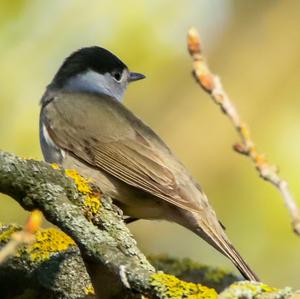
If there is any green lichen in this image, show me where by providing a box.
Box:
[25,228,75,262]
[150,272,217,299]
[65,169,101,219]
[220,281,278,299]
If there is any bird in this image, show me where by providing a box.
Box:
[39,46,259,281]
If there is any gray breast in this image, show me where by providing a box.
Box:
[40,110,64,164]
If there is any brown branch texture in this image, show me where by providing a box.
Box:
[187,28,300,235]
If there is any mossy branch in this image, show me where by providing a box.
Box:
[0,152,291,298]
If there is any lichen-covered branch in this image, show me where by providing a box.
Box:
[0,152,291,299]
[187,28,300,235]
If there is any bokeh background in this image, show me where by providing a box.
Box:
[0,0,300,288]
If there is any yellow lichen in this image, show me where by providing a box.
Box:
[25,228,75,262]
[51,163,60,169]
[0,225,21,243]
[220,281,278,299]
[65,169,101,216]
[84,283,95,295]
[150,272,217,299]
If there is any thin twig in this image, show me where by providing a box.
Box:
[187,28,300,235]
[0,210,42,264]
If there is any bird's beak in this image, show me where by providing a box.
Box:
[128,72,146,82]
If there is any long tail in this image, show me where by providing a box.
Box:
[194,217,259,281]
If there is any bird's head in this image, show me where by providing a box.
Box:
[49,46,145,101]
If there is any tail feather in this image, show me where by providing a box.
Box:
[196,223,260,281]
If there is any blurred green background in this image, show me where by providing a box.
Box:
[0,0,300,288]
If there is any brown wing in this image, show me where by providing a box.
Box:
[43,93,201,212]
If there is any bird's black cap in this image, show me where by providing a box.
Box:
[51,46,127,87]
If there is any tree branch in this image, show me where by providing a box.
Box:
[0,152,291,299]
[187,28,300,235]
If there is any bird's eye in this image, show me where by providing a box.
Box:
[112,71,122,82]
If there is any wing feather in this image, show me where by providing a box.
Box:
[43,93,201,212]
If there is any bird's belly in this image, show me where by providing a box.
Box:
[62,154,168,219]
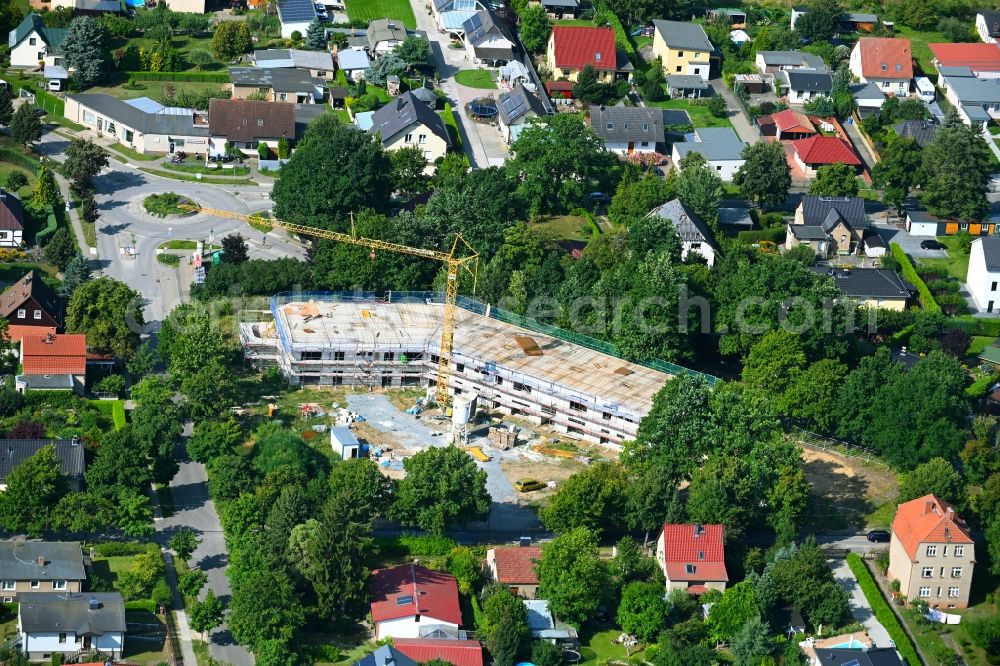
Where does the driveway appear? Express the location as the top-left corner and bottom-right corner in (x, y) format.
(829, 560), (895, 647)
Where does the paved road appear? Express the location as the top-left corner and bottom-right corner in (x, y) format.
(709, 79), (760, 143)
(830, 560), (895, 647)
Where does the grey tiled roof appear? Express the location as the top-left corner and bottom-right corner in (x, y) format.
(0, 540), (87, 580)
(0, 439), (85, 482)
(801, 195), (865, 229)
(590, 106), (665, 143)
(653, 20), (714, 55)
(17, 592), (125, 635)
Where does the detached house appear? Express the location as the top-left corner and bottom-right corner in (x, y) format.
(653, 21), (715, 81)
(545, 26), (633, 83)
(850, 37), (913, 96)
(0, 540), (87, 603)
(368, 91), (451, 169)
(888, 495), (976, 608)
(7, 13), (68, 67)
(371, 564), (464, 641)
(656, 524), (729, 595)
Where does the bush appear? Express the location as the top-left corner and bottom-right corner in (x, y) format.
(847, 548), (922, 666)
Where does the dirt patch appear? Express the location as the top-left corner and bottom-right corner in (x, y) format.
(802, 446), (899, 529)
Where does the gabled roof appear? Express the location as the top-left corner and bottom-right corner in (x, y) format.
(21, 333), (87, 375)
(662, 524), (729, 581)
(208, 96), (295, 141)
(0, 271), (62, 321)
(497, 83), (545, 125)
(17, 592), (125, 635)
(550, 25), (618, 69)
(590, 106), (665, 143)
(892, 495), (972, 561)
(649, 199), (715, 245)
(368, 91), (451, 144)
(792, 135), (861, 166)
(0, 540), (87, 580)
(493, 546), (542, 585)
(0, 438), (86, 480)
(854, 37), (913, 79)
(371, 564), (462, 624)
(0, 187), (24, 231)
(653, 20), (715, 56)
(393, 638), (483, 666)
(928, 44), (1000, 72)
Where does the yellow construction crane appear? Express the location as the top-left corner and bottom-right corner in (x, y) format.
(181, 205), (479, 407)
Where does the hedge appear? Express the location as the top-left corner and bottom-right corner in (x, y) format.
(847, 548), (921, 666)
(736, 226), (785, 245)
(889, 243), (941, 312)
(119, 72), (229, 83)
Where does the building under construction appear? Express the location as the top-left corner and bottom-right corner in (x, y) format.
(240, 293), (714, 447)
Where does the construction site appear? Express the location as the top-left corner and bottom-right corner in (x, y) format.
(240, 293), (714, 449)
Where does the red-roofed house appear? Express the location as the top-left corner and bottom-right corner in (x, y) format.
(851, 37), (913, 96)
(486, 546), (542, 599)
(656, 524), (729, 594)
(792, 135), (861, 178)
(17, 332), (87, 393)
(394, 638), (483, 666)
(372, 564), (462, 640)
(928, 44), (1000, 79)
(889, 495), (976, 608)
(545, 25), (633, 82)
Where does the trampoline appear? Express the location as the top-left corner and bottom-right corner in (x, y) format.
(469, 97), (499, 120)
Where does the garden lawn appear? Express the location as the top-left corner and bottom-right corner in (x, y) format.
(917, 236), (969, 282)
(646, 99), (733, 127)
(455, 69), (497, 90)
(347, 0), (417, 29)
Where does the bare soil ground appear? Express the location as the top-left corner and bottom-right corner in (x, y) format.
(802, 446), (899, 529)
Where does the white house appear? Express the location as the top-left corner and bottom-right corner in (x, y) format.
(649, 199), (715, 268)
(371, 564), (464, 641)
(7, 13), (67, 67)
(965, 236), (1000, 314)
(671, 127), (746, 182)
(17, 592), (125, 661)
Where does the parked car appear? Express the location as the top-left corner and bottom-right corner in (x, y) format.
(514, 479), (545, 493)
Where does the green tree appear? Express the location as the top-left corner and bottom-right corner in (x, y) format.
(899, 458), (965, 507)
(389, 446), (490, 534)
(44, 227), (79, 271)
(539, 461), (628, 534)
(616, 581), (667, 642)
(0, 444), (67, 536)
(58, 253), (90, 300)
(519, 5), (552, 53)
(538, 527), (609, 626)
(31, 166), (59, 208)
(10, 104), (42, 152)
(66, 277), (146, 360)
(478, 587), (531, 666)
(921, 112), (993, 221)
(272, 114), (392, 231)
(733, 141), (792, 206)
(59, 16), (108, 86)
(305, 19), (326, 51)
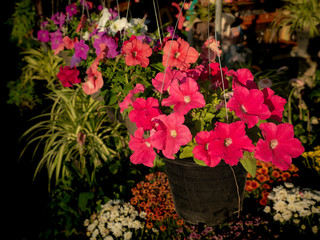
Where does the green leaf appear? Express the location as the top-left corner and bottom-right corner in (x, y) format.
(78, 192), (94, 211)
(240, 152), (257, 177)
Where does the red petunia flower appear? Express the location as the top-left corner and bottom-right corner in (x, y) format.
(162, 38), (199, 70)
(254, 123), (304, 170)
(150, 113), (192, 159)
(226, 68), (258, 89)
(209, 121), (254, 167)
(122, 38), (152, 67)
(162, 77), (206, 115)
(262, 88), (287, 123)
(227, 86), (271, 128)
(129, 128), (156, 167)
(129, 97), (161, 131)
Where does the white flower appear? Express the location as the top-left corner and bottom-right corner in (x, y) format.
(110, 17), (128, 35)
(123, 232), (132, 240)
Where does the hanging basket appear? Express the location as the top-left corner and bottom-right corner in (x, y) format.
(164, 158), (247, 226)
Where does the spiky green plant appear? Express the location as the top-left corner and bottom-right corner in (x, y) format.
(23, 86), (125, 186)
(272, 0), (320, 37)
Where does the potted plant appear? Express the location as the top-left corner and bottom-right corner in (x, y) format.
(36, 1), (304, 224)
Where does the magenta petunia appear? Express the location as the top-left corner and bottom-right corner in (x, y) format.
(208, 121), (255, 167)
(129, 128), (156, 167)
(162, 77), (206, 115)
(226, 68), (258, 89)
(37, 29), (50, 42)
(192, 131), (216, 167)
(262, 87), (287, 123)
(74, 39), (89, 60)
(119, 83), (145, 113)
(150, 113), (192, 159)
(254, 123), (304, 171)
(129, 97), (161, 131)
(227, 86), (271, 128)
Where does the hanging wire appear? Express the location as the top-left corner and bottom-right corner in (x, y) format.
(153, 0), (162, 47)
(160, 0), (186, 101)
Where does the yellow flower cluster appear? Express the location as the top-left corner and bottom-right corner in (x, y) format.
(302, 146), (320, 175)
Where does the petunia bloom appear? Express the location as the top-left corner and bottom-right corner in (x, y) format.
(162, 77), (206, 115)
(74, 39), (89, 60)
(162, 38), (199, 70)
(37, 29), (50, 42)
(150, 113), (192, 159)
(226, 68), (258, 89)
(192, 131), (218, 167)
(57, 66), (81, 87)
(262, 87), (287, 123)
(227, 87), (271, 128)
(122, 38), (152, 67)
(119, 83), (145, 113)
(129, 97), (161, 131)
(208, 121), (255, 167)
(254, 123), (304, 171)
(129, 128), (156, 167)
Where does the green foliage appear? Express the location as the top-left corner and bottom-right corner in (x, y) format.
(273, 0), (320, 37)
(7, 48), (63, 109)
(8, 0), (37, 48)
(20, 87), (124, 188)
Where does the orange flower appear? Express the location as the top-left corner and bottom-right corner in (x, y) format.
(160, 225), (167, 232)
(146, 222), (153, 229)
(250, 180), (260, 189)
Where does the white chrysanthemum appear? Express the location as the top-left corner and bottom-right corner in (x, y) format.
(123, 232), (132, 240)
(110, 17), (128, 35)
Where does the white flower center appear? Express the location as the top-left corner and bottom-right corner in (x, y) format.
(184, 95), (191, 103)
(170, 130), (178, 137)
(270, 139), (278, 149)
(224, 138), (232, 147)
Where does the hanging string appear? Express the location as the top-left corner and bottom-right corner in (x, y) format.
(153, 0), (162, 45)
(160, 0), (186, 99)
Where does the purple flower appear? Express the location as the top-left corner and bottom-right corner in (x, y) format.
(66, 3), (78, 18)
(50, 12), (66, 28)
(93, 32), (119, 58)
(37, 30), (50, 42)
(50, 30), (62, 50)
(74, 39), (89, 60)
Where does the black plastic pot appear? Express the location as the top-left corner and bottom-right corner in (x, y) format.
(164, 158), (247, 226)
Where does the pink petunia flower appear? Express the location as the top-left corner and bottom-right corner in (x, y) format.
(162, 38), (199, 70)
(208, 121), (255, 167)
(254, 123), (304, 171)
(227, 86), (271, 128)
(227, 68), (258, 89)
(262, 88), (287, 123)
(74, 39), (89, 60)
(122, 38), (152, 67)
(119, 83), (145, 113)
(150, 113), (192, 159)
(162, 77), (206, 115)
(129, 128), (156, 167)
(129, 97), (161, 131)
(192, 131), (218, 167)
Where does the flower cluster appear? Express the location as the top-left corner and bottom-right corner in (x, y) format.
(302, 146), (320, 175)
(245, 160), (299, 206)
(130, 172), (184, 235)
(264, 183), (320, 236)
(84, 200), (146, 240)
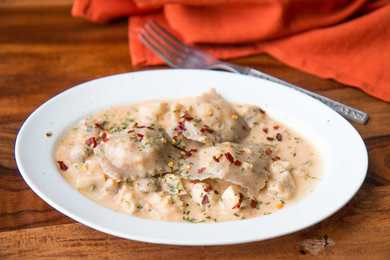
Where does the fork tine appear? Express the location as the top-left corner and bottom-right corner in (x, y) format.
(143, 24), (185, 57)
(146, 20), (189, 50)
(138, 30), (177, 67)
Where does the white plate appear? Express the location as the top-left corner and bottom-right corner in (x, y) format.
(15, 70), (367, 245)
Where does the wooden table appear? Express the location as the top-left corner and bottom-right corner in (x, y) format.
(0, 0), (390, 259)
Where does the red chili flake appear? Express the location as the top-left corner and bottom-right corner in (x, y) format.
(232, 202), (241, 209)
(95, 123), (104, 130)
(85, 137), (97, 148)
(251, 200), (257, 209)
(213, 154), (222, 162)
(259, 108), (265, 114)
(225, 152), (234, 163)
(198, 167), (206, 174)
(182, 111), (194, 121)
(265, 148), (272, 156)
(200, 125), (214, 134)
(102, 132), (109, 142)
(133, 122), (146, 128)
(175, 121), (187, 132)
(137, 133), (144, 141)
(202, 195), (209, 205)
(184, 149), (198, 157)
(204, 185), (213, 192)
(57, 161), (68, 171)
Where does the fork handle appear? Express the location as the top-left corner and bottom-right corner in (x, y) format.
(214, 62), (368, 124)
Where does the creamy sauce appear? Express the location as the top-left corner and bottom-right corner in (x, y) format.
(55, 90), (321, 223)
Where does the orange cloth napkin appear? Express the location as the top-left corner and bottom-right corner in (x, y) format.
(72, 0), (390, 102)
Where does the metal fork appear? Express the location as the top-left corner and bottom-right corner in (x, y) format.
(138, 20), (368, 124)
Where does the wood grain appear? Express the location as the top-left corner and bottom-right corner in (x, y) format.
(0, 0), (390, 259)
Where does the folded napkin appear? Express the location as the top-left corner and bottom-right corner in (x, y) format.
(72, 0), (390, 102)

INSTRUCCIÓN —
Actualiza las líneas que van desde la que contiene "Where does the white flower center" hasta la que contiene "(224, 138), (232, 147)", ambas incluidas, cambiando "white flower center" por "pale flower center" sin tocar nada más. Devuelve solo esas líneas.

RESULTADO —
Where does the pale flower center appear? Express the location as the top-left corner and bottom-right corner in (x, y) format.
(184, 95), (191, 103)
(170, 130), (178, 137)
(270, 139), (278, 149)
(224, 138), (232, 147)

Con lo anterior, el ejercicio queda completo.